--- DESCRIPTION OF THE TASK ---
Provide the data again in its entirety, exactly as given.

──────── DATA RECORDS ────────

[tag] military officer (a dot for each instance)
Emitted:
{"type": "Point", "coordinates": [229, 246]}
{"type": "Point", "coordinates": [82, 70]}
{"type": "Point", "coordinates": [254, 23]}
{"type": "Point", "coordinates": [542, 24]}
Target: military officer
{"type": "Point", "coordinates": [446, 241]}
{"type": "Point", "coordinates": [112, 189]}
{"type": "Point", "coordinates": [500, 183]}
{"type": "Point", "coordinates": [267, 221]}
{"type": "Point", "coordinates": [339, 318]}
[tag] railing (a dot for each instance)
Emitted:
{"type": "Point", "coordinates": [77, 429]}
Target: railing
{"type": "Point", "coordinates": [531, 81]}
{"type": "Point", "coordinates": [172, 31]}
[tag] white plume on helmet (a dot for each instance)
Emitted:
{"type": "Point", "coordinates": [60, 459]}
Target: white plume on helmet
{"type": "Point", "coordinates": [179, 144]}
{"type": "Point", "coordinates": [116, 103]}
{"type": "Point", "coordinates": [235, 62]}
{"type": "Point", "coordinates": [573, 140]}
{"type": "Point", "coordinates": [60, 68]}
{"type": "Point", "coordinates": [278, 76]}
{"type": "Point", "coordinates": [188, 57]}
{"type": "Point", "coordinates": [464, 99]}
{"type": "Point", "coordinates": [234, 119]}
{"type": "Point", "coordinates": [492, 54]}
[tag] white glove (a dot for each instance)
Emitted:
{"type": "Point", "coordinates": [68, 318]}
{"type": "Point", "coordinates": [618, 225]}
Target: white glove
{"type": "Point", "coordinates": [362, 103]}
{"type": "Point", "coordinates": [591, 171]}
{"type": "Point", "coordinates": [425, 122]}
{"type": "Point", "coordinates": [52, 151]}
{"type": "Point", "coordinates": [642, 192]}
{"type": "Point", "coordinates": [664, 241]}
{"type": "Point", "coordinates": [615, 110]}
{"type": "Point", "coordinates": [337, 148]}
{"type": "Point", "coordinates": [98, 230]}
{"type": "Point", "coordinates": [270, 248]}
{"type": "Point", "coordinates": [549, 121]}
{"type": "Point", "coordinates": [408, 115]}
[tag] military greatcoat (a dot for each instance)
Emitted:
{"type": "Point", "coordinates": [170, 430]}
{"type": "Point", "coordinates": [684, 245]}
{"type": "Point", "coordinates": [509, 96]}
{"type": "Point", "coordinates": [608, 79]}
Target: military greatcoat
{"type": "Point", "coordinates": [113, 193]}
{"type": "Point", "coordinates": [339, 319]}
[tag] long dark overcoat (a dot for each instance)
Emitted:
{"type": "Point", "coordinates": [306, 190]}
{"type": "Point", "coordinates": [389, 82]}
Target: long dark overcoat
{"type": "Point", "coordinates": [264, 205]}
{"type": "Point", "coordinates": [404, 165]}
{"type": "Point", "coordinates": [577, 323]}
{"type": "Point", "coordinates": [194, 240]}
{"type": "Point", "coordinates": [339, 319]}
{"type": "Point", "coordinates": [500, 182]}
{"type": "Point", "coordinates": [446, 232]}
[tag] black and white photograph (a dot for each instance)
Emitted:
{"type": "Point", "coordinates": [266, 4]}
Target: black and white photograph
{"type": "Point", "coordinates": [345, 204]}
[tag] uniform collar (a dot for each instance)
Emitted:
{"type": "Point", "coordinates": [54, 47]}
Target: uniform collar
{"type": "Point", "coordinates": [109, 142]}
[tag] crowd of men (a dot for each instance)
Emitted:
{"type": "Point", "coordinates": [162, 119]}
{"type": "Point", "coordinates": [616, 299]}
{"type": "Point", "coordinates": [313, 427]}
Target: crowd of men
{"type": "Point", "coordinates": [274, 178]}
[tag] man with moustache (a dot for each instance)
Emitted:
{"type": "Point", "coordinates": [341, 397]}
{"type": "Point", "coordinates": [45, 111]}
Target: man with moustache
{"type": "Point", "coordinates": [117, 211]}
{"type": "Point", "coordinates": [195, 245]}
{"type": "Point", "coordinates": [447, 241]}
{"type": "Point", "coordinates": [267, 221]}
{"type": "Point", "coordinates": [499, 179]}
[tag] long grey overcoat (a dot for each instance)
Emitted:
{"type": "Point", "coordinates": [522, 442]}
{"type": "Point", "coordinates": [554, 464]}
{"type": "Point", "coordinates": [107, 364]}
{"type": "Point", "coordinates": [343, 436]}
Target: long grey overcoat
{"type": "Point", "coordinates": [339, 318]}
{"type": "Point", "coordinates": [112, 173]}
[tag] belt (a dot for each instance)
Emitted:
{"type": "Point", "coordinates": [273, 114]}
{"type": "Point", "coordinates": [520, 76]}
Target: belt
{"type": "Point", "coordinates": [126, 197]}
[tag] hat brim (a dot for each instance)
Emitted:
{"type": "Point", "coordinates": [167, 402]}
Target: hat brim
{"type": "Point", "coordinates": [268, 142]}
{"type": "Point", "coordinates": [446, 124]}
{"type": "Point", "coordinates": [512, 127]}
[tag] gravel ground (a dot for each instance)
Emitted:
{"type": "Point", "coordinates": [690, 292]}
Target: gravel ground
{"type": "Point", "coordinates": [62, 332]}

────────

--- ANSWER FOR THIS EXERCISE ---
[tag] military officer (a dot for each instance)
Emitted:
{"type": "Point", "coordinates": [229, 246]}
{"type": "Point", "coordinates": [82, 70]}
{"type": "Point", "coordinates": [254, 23]}
{"type": "Point", "coordinates": [542, 24]}
Target: military officer
{"type": "Point", "coordinates": [446, 241]}
{"type": "Point", "coordinates": [112, 189]}
{"type": "Point", "coordinates": [500, 183]}
{"type": "Point", "coordinates": [267, 221]}
{"type": "Point", "coordinates": [339, 318]}
[tag] railing (a dot for each instance)
Emitted:
{"type": "Point", "coordinates": [77, 429]}
Target: railing
{"type": "Point", "coordinates": [531, 81]}
{"type": "Point", "coordinates": [172, 31]}
[tag] white plume on helmet (a dot for each instance)
Emitted:
{"type": "Point", "coordinates": [60, 459]}
Target: white plume on helmet
{"type": "Point", "coordinates": [179, 144]}
{"type": "Point", "coordinates": [116, 103]}
{"type": "Point", "coordinates": [235, 62]}
{"type": "Point", "coordinates": [573, 140]}
{"type": "Point", "coordinates": [60, 68]}
{"type": "Point", "coordinates": [278, 76]}
{"type": "Point", "coordinates": [188, 57]}
{"type": "Point", "coordinates": [464, 99]}
{"type": "Point", "coordinates": [234, 119]}
{"type": "Point", "coordinates": [492, 54]}
[tag] white glove (a dot for each instance)
Emitted:
{"type": "Point", "coordinates": [68, 318]}
{"type": "Point", "coordinates": [618, 225]}
Target: white glove
{"type": "Point", "coordinates": [362, 103]}
{"type": "Point", "coordinates": [591, 171]}
{"type": "Point", "coordinates": [425, 122]}
{"type": "Point", "coordinates": [52, 151]}
{"type": "Point", "coordinates": [642, 192]}
{"type": "Point", "coordinates": [664, 241]}
{"type": "Point", "coordinates": [615, 110]}
{"type": "Point", "coordinates": [337, 148]}
{"type": "Point", "coordinates": [98, 230]}
{"type": "Point", "coordinates": [270, 248]}
{"type": "Point", "coordinates": [549, 121]}
{"type": "Point", "coordinates": [408, 115]}
[tag] military greatcoat (a dot for each instance)
Emitted:
{"type": "Point", "coordinates": [170, 430]}
{"type": "Point", "coordinates": [684, 245]}
{"type": "Point", "coordinates": [509, 96]}
{"type": "Point", "coordinates": [608, 79]}
Target: military greatcoat
{"type": "Point", "coordinates": [113, 193]}
{"type": "Point", "coordinates": [339, 319]}
[tag] long dark overcoat (a dot for each instance)
Emitted:
{"type": "Point", "coordinates": [306, 190]}
{"type": "Point", "coordinates": [389, 82]}
Target: long dark overcoat
{"type": "Point", "coordinates": [264, 205]}
{"type": "Point", "coordinates": [404, 165]}
{"type": "Point", "coordinates": [577, 323]}
{"type": "Point", "coordinates": [194, 240]}
{"type": "Point", "coordinates": [339, 319]}
{"type": "Point", "coordinates": [500, 182]}
{"type": "Point", "coordinates": [446, 232]}
[tag] black and white photograph (a dot for each instance)
Emitted:
{"type": "Point", "coordinates": [266, 4]}
Target: black and white photograph
{"type": "Point", "coordinates": [345, 204]}
[tag] uniform collar (a dot for each instance)
Emitted:
{"type": "Point", "coordinates": [54, 47]}
Target: uniform collar
{"type": "Point", "coordinates": [109, 142]}
[tag] crowd of men (a dot for each instance)
Emitted:
{"type": "Point", "coordinates": [162, 119]}
{"type": "Point", "coordinates": [616, 299]}
{"type": "Point", "coordinates": [313, 427]}
Target: crowd of men
{"type": "Point", "coordinates": [274, 178]}
[tag] man with moustache (a dot for each instance)
Emitted:
{"type": "Point", "coordinates": [341, 397]}
{"type": "Point", "coordinates": [45, 111]}
Target: man with moustache
{"type": "Point", "coordinates": [117, 211]}
{"type": "Point", "coordinates": [195, 245]}
{"type": "Point", "coordinates": [447, 241]}
{"type": "Point", "coordinates": [267, 221]}
{"type": "Point", "coordinates": [499, 179]}
[tag] long grey overcoat (a dot for each instance)
Emitted:
{"type": "Point", "coordinates": [522, 442]}
{"type": "Point", "coordinates": [554, 464]}
{"type": "Point", "coordinates": [107, 364]}
{"type": "Point", "coordinates": [343, 436]}
Target: long grey overcoat
{"type": "Point", "coordinates": [339, 318]}
{"type": "Point", "coordinates": [112, 173]}
[tag] belt (a dot for each instance)
Emitted:
{"type": "Point", "coordinates": [273, 114]}
{"type": "Point", "coordinates": [520, 76]}
Target: belt
{"type": "Point", "coordinates": [126, 197]}
[tag] hat brim (a dot for each instance)
Emitted:
{"type": "Point", "coordinates": [167, 402]}
Target: hat brim
{"type": "Point", "coordinates": [268, 142]}
{"type": "Point", "coordinates": [446, 124]}
{"type": "Point", "coordinates": [512, 127]}
[tag] gravel ground (a dot for each instance)
Emitted:
{"type": "Point", "coordinates": [690, 292]}
Target: gravel ground
{"type": "Point", "coordinates": [62, 332]}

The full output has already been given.